==== Exercise material

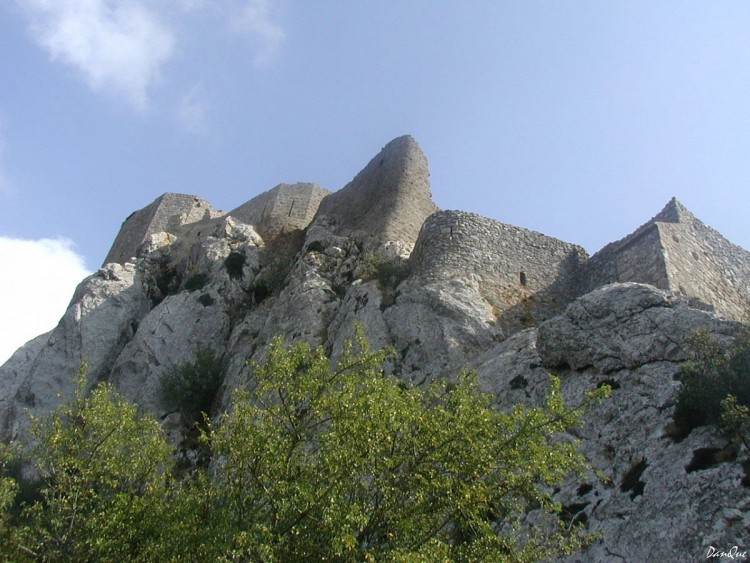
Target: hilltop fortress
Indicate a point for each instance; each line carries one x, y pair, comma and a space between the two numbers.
526, 276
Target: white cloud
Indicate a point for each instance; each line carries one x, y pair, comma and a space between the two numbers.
119, 46
192, 110
254, 20
37, 283
4, 182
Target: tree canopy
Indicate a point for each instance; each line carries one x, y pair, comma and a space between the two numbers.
314, 460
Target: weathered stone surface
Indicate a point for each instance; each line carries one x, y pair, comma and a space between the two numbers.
620, 326
99, 322
388, 200
464, 298
676, 251
284, 208
651, 506
163, 214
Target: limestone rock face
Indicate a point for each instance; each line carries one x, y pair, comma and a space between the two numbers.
101, 319
657, 501
388, 200
473, 293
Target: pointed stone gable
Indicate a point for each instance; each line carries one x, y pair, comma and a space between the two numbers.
285, 207
676, 251
388, 200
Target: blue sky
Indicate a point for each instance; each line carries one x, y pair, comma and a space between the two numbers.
579, 119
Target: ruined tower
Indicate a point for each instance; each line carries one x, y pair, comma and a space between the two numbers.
388, 200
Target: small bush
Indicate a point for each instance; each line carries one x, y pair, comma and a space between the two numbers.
234, 263
195, 282
315, 246
191, 387
710, 376
271, 280
389, 273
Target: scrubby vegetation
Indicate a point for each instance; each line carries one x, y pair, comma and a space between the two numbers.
191, 387
314, 461
711, 376
234, 263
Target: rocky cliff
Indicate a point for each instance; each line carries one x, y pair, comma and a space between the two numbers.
474, 293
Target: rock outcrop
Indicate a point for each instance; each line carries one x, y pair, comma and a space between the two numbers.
511, 303
388, 200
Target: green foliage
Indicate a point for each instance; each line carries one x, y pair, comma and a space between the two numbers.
195, 282
316, 461
711, 374
271, 279
735, 420
315, 246
191, 387
234, 263
104, 491
323, 462
389, 273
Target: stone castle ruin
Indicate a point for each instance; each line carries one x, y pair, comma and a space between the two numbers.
524, 275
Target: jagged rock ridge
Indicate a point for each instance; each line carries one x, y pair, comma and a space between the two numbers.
510, 302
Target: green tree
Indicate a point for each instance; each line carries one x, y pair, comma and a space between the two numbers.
712, 373
344, 463
314, 461
105, 482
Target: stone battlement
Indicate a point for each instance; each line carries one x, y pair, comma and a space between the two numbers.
285, 207
165, 213
526, 276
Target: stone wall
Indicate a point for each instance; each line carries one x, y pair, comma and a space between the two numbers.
636, 258
284, 208
388, 200
676, 251
701, 263
526, 276
165, 213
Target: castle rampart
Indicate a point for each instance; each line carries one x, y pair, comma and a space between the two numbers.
677, 252
388, 200
525, 275
283, 208
163, 214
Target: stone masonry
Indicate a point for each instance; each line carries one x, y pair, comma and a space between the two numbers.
676, 251
525, 276
388, 200
285, 207
165, 213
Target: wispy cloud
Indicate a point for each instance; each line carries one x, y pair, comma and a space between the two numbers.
255, 21
5, 187
192, 111
118, 46
33, 304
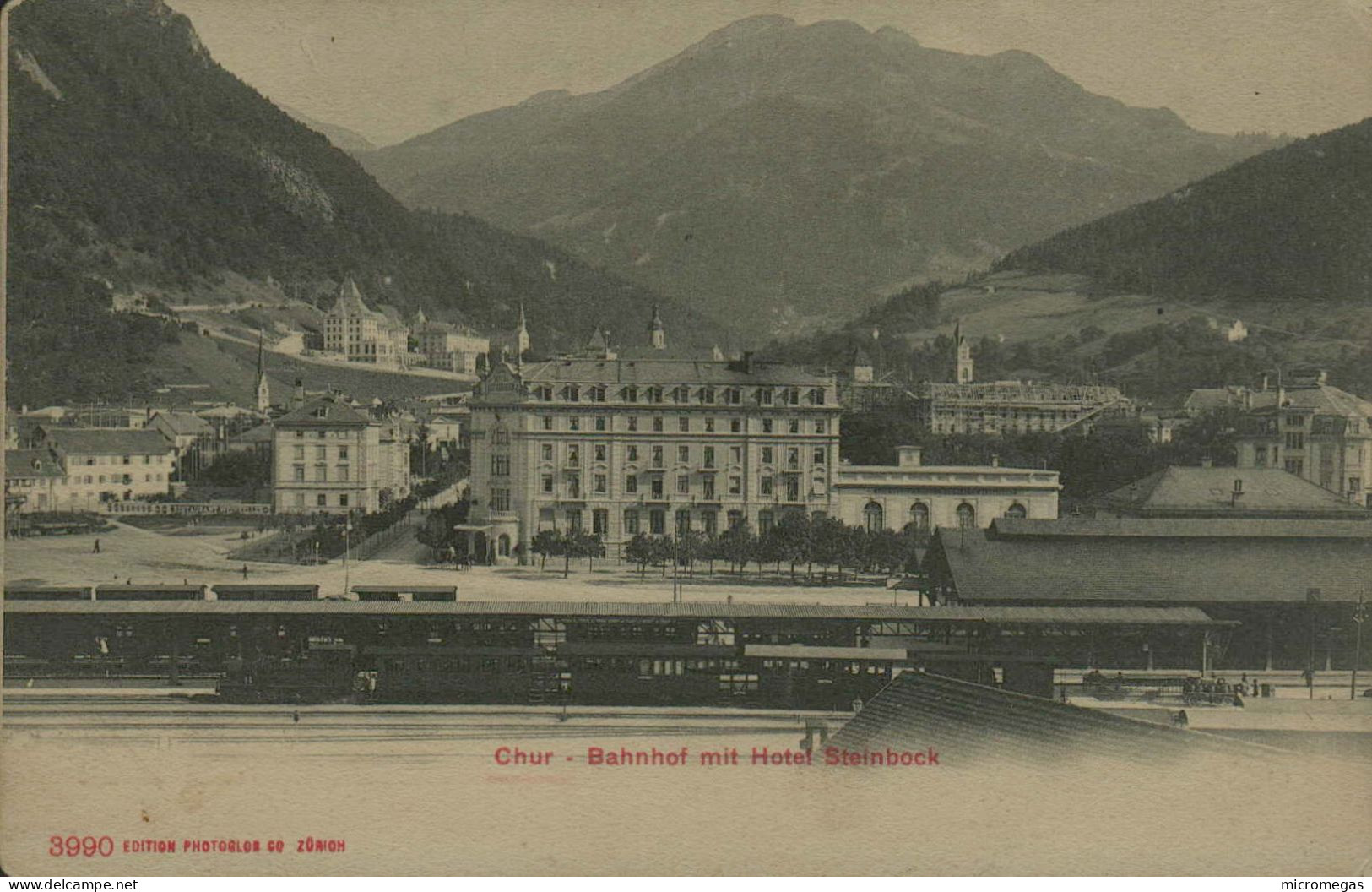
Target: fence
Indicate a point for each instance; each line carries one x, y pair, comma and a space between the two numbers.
186, 508
371, 545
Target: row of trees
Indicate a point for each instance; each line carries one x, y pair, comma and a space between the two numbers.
797, 540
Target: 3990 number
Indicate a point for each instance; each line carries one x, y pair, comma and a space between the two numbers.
80, 846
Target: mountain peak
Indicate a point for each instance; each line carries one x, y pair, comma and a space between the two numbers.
751, 25
896, 36
546, 96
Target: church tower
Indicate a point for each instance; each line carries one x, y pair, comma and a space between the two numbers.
963, 356
263, 389
656, 331
522, 340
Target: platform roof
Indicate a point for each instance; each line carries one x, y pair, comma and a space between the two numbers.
1154, 562
968, 722
702, 610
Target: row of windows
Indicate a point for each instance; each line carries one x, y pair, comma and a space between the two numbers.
342, 474
682, 394
874, 516
322, 500
656, 454
654, 520
599, 485
325, 434
114, 478
658, 424
120, 460
322, 453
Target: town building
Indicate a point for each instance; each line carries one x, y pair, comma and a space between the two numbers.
1209, 492
924, 497
452, 347
107, 465
1006, 408
394, 460
1315, 431
361, 334
618, 446
32, 479
193, 439
331, 457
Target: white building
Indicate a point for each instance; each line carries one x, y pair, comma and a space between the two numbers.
362, 335
892, 497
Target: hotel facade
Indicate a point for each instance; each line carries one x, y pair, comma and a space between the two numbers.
619, 446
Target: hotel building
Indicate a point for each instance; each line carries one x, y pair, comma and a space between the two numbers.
618, 446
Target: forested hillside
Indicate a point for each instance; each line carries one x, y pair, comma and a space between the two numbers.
138, 164
1288, 226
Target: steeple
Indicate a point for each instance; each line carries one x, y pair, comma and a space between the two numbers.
962, 356
522, 340
263, 390
656, 331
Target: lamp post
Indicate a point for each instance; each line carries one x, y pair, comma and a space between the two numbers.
347, 547
1358, 615
1312, 597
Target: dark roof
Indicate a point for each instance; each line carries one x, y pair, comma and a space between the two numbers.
645, 373
1178, 529
695, 610
259, 434
968, 722
324, 411
1154, 562
182, 423
30, 463
1180, 492
107, 441
1327, 400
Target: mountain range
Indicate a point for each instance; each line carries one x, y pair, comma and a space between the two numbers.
138, 165
1143, 296
805, 171
1286, 226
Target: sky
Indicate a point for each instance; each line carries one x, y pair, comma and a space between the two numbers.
393, 69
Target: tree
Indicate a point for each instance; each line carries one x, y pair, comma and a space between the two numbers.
794, 542
545, 542
829, 544
735, 545
888, 551
640, 549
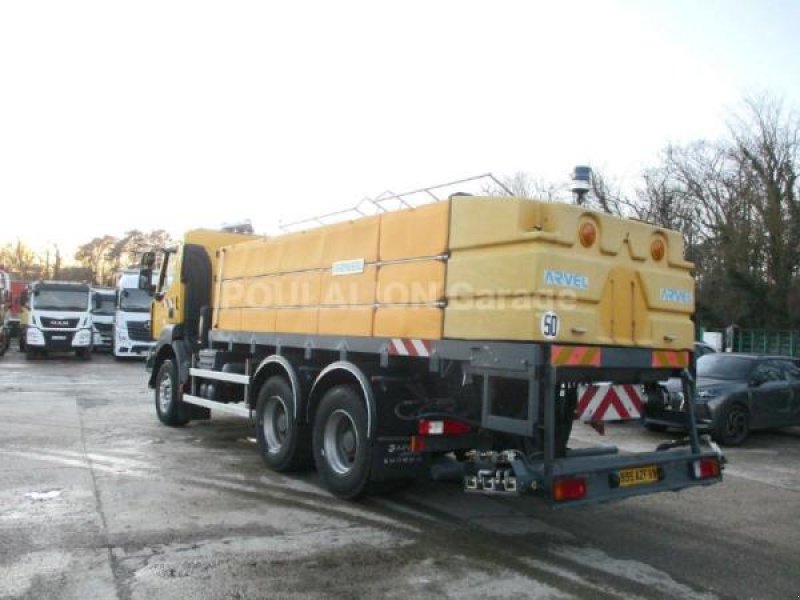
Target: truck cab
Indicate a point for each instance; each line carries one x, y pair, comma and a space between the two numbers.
131, 336
103, 318
58, 319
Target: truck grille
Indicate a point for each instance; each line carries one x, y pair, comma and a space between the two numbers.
58, 344
139, 331
51, 323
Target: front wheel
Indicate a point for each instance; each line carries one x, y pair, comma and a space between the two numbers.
341, 450
733, 425
168, 404
284, 443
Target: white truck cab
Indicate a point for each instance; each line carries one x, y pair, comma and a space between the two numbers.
59, 319
103, 318
132, 319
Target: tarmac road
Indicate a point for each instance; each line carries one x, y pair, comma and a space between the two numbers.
98, 500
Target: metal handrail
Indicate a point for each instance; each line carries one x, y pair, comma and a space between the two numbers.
378, 203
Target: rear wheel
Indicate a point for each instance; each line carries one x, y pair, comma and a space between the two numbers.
168, 404
341, 449
655, 427
284, 443
733, 425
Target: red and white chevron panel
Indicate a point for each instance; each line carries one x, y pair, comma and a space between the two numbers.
609, 402
406, 347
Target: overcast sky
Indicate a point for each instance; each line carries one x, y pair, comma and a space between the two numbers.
121, 115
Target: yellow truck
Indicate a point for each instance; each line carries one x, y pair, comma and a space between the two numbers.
455, 339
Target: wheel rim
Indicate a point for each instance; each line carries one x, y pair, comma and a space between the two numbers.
164, 393
736, 423
341, 442
276, 424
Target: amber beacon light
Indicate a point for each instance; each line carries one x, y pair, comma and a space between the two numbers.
587, 234
657, 249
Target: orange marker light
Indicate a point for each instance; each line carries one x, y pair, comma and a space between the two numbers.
587, 234
657, 249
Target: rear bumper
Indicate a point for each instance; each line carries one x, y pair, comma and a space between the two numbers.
602, 474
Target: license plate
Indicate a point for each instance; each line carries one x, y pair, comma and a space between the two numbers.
638, 476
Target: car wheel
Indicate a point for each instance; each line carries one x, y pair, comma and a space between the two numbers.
733, 425
284, 443
341, 450
168, 405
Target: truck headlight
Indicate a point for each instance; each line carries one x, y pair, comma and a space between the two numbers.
82, 338
34, 336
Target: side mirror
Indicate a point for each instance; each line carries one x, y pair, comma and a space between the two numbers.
146, 280
148, 261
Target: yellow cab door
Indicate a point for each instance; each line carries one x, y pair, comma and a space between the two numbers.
166, 308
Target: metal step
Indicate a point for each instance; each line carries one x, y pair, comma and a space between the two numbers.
240, 410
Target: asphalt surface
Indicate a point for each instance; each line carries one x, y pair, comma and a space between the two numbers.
98, 500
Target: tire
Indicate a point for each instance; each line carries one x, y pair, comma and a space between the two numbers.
284, 443
732, 425
168, 405
655, 427
341, 450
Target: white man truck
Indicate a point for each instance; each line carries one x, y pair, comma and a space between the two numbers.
59, 319
103, 318
131, 336
447, 340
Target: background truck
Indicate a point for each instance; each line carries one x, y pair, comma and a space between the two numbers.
58, 319
5, 311
18, 291
380, 349
103, 318
132, 319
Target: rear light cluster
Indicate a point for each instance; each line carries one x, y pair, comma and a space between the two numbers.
706, 468
570, 488
443, 427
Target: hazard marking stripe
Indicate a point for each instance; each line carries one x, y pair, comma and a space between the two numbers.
670, 358
575, 356
607, 402
402, 347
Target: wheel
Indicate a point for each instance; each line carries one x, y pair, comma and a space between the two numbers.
168, 405
341, 450
285, 444
733, 425
655, 427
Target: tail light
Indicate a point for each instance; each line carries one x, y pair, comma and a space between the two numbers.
443, 427
706, 468
571, 488
657, 249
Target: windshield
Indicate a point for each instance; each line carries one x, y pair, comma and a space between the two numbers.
134, 300
55, 299
720, 366
107, 305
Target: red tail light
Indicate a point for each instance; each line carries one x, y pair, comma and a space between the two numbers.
443, 427
706, 468
573, 488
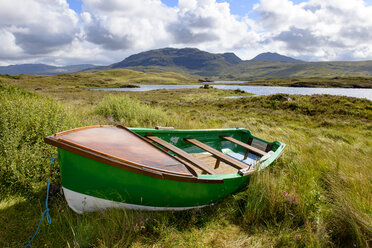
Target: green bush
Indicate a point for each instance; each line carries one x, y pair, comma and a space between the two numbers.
25, 119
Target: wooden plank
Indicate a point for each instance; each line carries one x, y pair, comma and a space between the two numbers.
218, 154
246, 146
184, 155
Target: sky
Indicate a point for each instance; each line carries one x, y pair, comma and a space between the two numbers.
102, 32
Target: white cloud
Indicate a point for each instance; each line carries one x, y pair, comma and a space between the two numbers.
127, 24
318, 29
109, 30
38, 27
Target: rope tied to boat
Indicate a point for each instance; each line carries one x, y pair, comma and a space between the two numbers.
46, 211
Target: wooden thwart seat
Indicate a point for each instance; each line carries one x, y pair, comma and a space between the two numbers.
246, 146
218, 154
182, 154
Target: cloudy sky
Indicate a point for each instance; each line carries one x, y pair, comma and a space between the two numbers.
101, 32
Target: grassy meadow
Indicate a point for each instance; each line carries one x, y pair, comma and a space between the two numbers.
318, 194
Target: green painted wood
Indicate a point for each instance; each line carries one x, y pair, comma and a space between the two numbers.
87, 176
100, 180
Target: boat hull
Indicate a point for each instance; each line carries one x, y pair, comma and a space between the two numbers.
90, 185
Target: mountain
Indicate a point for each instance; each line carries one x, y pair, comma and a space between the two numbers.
198, 64
42, 69
274, 57
187, 58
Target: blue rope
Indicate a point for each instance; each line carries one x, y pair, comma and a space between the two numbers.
46, 212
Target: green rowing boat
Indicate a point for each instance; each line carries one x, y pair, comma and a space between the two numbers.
157, 169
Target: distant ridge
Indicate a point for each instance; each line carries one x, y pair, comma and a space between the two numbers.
42, 69
203, 65
274, 57
189, 58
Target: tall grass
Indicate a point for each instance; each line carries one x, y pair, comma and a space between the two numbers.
132, 112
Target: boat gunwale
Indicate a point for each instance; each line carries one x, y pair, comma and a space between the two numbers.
125, 165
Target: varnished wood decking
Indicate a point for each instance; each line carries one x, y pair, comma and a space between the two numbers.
246, 146
123, 145
183, 155
218, 154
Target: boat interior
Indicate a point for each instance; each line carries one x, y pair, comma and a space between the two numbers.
185, 153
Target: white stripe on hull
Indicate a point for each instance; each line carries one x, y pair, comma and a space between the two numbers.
81, 203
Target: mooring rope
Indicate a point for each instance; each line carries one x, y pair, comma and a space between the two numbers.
46, 211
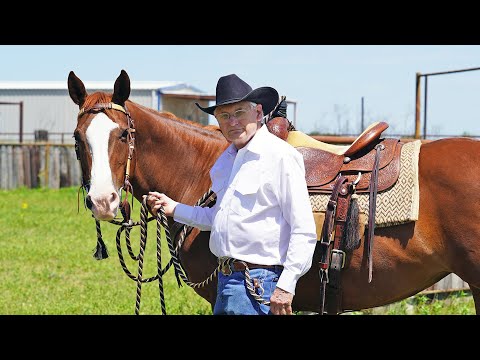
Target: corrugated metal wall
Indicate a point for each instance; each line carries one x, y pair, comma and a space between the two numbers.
50, 110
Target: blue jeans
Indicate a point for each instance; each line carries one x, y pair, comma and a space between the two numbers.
234, 298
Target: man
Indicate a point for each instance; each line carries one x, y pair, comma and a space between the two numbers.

========

Copy verbatim the part of the records that opens with the line containing "Target: blue jeans" and runs through the end of the records, including both ends.

Target: blue jeans
Indicate a point for each instance; each line carries one x, y pair, comma and a space between the two numbers.
234, 298
Target: man
Indicate a point for each instance; each line carries one x, y pair, comma and a space between the two numbers.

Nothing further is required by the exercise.